### TRAVAIL À FAIRE
1. D'après le texte sur le retrait préventif, quel poste occupe le travailleur ?
2. Selon le texte sur le retrait préventif, pourquoi le TAT conclut-il que l'exposition au contaminant ne représente pas un danger pour le travailleur ?
3. Reprenez la rédaction du texte sur le retrait préventif à la suite de sa dernière phrase.

### TEXTE FOURNI
Rappel des principes applicables

L’article 32 de la Loi sur la santé et la sécurité du travail, RLRQ c S-2.1 (la « LSST ») prévoit qu’un travailleur qui fournit à son employeur un certificat médical attestant que son travail l’expose à un contaminant comportant pour lui des dangers (entraînant des signes d’altération de son état de santé) peut demander d’être réaffecté à d’autres tâches qui ne comportent pas une exposition à ce contaminant.

Pour bénéficier d’une telle réaffectation, le travailleur doit démontrer par prépondérance de preuve que cette exposition présente pour lui un danger. Une fois cette preuve établie, il a le droit d’être réaffecté à un autre poste ne l’exposant pas à ce contaminant, pourvu qu’il soit raisonnablement apte à l’accomplir. Or, si une telle réaffectation n’est pas possible, le travailleur sera retiré du milieu de travail et il bénéficiera d’une indemnité de remplacement du revenu.

Les faits

Le travailleur occupe un poste d’éducateur dans un centre de la petite enfance. Il souffre d’arthrite psoriasique périphérique nécessitant la prise d’un médicament qui le rend immunosupprimé. Il ne peut accomplir ses tâches dans le respect intégral des directives sanitaires en vigueur (notamment celle commandant une distanciation adéquate) puisqu’il s’occupe d’enfants âgés entre 18 mois et 4 ans et qu’il voit à leur habillage, leur hygiène, leur propreté, etc. 

Étant immunosupprimé en raison de sa médication, il soumet qu’il est plus à risque de développer de graves complications s’il contractait la COVID-19. Il demande donc de bénéficier d’un retrait préventif en vertu de l’article 32 LSST, ne pouvant pas être réaffecté à un autre poste qui ne comporte pas une exposition à ces dangers. 

La décision

Le Tribunal administratif du travail (le « TAT ») reconnaît tout d’abord que le travailleur est atteint d’une maladie chronique rhumatismale. Il constate également que la preuve prépondérante démontre que le travail d’éducateur à l’enfance l’expose à un contaminant au sens de la LSST, à savoir le SARS-CoV-2, qui cause la COVID.

Le TAT conclut toutefois que l’exposition au contaminant ne représente pas un danger pour le travailleur et qu’il ne peut bénéficier du droit au retrait préventif. 

En effet, même si selon la littérature médicale soumise il appert que les personnes atteintes d’une maladie rhumatismale ont plus de risques de contracter la COVID-19 que la population en général, celles-ci ne font pas face à un risque accru d’hospitalisation, de complications attribuables à la maladie ou de mortalité que la population en général.

### DONNÉES D'ENTRÉE
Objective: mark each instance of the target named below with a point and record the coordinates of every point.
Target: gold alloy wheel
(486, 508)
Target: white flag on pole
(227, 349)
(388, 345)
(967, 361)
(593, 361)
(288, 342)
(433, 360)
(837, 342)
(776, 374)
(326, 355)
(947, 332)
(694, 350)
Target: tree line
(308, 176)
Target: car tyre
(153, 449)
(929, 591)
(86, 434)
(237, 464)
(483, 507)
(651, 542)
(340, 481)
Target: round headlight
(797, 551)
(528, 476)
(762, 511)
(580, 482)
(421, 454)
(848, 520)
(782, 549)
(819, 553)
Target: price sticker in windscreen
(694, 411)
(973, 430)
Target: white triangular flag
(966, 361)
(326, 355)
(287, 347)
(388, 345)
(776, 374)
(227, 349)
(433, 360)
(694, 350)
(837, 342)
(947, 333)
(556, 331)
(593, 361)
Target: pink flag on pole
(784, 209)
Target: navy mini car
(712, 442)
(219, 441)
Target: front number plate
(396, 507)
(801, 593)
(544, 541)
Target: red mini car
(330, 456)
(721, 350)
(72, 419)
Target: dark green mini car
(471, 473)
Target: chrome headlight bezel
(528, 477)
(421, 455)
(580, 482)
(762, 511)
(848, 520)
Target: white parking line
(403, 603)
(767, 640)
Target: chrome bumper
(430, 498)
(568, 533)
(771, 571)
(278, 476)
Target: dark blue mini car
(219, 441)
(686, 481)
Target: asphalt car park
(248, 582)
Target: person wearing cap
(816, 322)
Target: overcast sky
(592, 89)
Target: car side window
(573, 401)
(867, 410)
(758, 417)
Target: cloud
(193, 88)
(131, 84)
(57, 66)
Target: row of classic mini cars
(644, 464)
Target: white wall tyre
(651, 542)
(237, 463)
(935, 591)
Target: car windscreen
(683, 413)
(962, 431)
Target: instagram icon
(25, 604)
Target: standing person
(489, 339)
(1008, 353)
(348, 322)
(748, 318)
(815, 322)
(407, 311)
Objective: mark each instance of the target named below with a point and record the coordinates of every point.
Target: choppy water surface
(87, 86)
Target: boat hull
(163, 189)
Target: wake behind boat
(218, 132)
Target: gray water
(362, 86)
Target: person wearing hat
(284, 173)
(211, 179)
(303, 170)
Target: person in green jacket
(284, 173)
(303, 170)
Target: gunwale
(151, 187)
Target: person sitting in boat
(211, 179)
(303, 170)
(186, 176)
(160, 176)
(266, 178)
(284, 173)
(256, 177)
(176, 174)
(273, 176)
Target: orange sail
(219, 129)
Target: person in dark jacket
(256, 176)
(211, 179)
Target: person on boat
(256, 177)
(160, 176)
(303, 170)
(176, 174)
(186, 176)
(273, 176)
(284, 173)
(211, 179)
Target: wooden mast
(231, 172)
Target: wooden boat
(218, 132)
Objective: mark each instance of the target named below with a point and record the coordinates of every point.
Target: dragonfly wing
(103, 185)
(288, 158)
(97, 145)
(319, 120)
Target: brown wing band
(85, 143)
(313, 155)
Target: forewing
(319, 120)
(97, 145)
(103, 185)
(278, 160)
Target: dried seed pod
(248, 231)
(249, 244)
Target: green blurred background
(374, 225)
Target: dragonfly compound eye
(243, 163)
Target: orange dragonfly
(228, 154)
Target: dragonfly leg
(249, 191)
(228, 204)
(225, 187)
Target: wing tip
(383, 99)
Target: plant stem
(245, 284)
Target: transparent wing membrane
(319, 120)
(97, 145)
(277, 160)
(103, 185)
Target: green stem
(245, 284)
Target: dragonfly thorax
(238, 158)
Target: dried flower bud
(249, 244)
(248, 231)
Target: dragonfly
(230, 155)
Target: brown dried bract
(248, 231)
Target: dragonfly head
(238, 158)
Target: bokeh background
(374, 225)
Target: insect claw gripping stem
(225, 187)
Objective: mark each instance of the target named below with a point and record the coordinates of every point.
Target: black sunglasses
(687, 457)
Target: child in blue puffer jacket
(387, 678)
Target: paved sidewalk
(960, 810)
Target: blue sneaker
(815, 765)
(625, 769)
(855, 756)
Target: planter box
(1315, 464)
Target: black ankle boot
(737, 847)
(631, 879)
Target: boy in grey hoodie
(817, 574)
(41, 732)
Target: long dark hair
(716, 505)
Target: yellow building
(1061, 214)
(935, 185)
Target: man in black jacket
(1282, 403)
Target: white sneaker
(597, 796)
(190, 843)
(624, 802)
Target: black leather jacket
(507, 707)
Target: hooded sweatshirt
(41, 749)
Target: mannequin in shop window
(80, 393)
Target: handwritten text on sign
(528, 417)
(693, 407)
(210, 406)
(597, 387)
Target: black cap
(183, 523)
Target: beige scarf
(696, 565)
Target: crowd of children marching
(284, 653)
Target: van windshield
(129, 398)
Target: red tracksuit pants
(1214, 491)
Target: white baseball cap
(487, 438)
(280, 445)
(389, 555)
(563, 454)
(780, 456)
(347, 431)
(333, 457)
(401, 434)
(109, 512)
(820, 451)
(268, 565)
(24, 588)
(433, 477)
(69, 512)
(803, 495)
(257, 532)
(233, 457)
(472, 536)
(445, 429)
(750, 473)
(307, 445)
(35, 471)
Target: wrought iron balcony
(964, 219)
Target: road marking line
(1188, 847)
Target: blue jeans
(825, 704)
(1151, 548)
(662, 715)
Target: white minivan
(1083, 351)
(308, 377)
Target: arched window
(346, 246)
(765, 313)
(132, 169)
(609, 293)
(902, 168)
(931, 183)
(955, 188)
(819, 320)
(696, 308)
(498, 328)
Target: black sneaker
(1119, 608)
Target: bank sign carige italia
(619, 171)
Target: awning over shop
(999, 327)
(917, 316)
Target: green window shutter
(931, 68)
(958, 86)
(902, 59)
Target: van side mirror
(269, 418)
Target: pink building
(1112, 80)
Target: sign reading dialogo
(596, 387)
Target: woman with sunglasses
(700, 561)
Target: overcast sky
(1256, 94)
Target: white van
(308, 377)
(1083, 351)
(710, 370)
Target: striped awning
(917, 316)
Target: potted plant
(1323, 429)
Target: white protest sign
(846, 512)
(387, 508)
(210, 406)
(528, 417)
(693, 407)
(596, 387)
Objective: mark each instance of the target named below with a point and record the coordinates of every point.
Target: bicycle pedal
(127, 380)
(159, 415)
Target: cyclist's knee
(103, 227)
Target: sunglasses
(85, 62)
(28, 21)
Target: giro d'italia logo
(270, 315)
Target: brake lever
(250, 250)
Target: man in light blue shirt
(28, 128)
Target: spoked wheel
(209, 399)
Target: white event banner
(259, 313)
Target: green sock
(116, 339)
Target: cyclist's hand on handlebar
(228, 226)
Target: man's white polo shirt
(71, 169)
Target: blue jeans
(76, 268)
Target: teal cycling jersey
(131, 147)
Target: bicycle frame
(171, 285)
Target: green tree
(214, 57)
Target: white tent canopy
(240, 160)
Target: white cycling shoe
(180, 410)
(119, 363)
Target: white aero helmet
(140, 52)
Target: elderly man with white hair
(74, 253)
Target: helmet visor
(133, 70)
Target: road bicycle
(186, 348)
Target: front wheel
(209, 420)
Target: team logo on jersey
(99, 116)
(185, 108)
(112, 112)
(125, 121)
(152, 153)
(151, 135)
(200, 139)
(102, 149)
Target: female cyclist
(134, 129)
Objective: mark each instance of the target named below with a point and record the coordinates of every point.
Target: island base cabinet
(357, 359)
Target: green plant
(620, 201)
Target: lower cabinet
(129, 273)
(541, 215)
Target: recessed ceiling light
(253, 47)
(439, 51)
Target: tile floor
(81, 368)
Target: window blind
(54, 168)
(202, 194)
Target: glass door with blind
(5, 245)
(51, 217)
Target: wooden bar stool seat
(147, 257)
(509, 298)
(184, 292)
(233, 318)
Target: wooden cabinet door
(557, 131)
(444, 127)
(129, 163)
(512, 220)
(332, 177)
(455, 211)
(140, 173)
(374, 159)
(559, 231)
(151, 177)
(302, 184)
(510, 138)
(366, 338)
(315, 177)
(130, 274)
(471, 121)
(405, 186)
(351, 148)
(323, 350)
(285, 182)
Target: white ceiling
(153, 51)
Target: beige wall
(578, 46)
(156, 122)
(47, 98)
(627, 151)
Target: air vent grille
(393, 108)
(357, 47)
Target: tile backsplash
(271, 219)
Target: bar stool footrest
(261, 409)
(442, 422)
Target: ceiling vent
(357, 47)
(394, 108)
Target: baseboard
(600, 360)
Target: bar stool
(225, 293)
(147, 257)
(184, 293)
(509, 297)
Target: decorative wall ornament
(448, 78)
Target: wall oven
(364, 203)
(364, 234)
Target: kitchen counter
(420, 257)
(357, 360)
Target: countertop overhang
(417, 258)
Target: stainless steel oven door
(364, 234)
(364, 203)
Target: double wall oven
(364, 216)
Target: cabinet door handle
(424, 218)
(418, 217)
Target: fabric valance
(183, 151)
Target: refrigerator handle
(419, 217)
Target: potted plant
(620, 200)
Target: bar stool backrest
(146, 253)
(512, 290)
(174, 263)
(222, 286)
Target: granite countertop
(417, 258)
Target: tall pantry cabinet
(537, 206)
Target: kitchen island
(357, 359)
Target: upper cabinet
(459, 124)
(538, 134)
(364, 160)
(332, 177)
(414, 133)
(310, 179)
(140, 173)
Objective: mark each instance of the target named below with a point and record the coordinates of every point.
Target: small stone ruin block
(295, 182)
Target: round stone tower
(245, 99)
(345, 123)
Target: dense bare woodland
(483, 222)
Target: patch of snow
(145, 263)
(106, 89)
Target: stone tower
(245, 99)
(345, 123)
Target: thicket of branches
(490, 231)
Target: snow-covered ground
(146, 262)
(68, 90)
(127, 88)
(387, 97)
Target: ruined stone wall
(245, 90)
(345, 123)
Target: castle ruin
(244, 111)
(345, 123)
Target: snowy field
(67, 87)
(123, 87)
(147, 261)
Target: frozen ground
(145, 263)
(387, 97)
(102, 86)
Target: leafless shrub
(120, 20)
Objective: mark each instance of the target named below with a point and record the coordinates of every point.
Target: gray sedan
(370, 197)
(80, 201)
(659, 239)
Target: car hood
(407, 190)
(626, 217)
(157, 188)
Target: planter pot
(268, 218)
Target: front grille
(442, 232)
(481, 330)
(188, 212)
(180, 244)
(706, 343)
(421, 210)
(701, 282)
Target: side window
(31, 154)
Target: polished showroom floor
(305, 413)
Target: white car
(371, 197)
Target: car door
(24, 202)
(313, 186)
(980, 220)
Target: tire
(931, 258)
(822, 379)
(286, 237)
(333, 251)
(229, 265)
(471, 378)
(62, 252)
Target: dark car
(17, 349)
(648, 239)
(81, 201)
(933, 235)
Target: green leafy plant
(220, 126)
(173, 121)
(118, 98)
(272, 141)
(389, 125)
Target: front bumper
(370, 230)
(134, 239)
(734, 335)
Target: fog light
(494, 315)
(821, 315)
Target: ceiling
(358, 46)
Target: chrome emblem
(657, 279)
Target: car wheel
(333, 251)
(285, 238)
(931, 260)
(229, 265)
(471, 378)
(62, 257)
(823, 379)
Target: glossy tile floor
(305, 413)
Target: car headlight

### RÉSULTATS DE L'EXERCICE
1. Il est éducateur dans un centre de la petite enfance.

2. D'après la littérature médicale soumise, les personnes atteintes d'une maladie rhumatismale risquent davantage de contracter la COVID-19 que la population en général. Elles ne font toutefois pas face à un risque accru d'hospitalisation, de complications attribuables à la maladie ou de mortalité.

3.
Le TAT précise que le retrait préventif prévu à l’article 32 LSST ne trouve pas application lorsqu’une personne invoque un risque accru de contracter la COVID-19 ; cet article s’applique plutôt lorsqu’une personne invoque la probabilité de développer de graves complications en raison de celle-ci (comparativement à la population en général). 

Dans le cas de cet éducateur, le TAT conclut donc que la condition particulière qu’il invoque pour bénéficier d’un retrait préventif ne constitue un danger en vertu de l’article 32 LSST.

Mainguy et CPE Petits Murmures (T.A.T., 2021-04-23), 2021 QCTAT 2007, SOQUIJ AZ-51761932, 2021EXPT-958

Conseils pratiques

Dans la perspective d’un retour d’un plus grand nombre de salariés sur les lieux du travail, les employeurs peuvent s’attendre à recevoir des demandes d’accommodements et de retraits préventifs en lien avec la COVID-19.

Or, chacune de ces demandes devrait tout d’abord être appuyée d’un document médical recommandant le retrait exigé ou l’accommodement demandé. Nous vous rappelons qu’un employeur n’a pas à accommoder un employé qui n’est pas atteint d’un handicap ou d’une incapacité médicale documentée. Le processus d’accommodement débute toujours lorsque des limitations fonctionnelles claires ont été identifiées.

Ensuite, advenant le cas où le document médical fourni ne permet pas à l’employeur de prendre une décision quant au retrait exigé ou à l’accommodement demandé (ce document étant par exemple trop flou, ambigu ou incomplet selon l’analyse effectuée), des précisions peuvent être demandées au médecin traitant de l’employé.

L’objectif est, d’une part, de pouvoir traiter adéquatement chacune des demandes formulées, en s’assurant de prendre les mesures nécessaires eu égard au respect de la santé et de la sécurité de l’employé requérant et, d’autre part, d’éviter les abus.

En effet, tel qu’il appert de la décision résumée ci-haut, toute condition médicale documentée ne permettra pas nécessairement à un employé de bénéficier de mesures d’accommodements.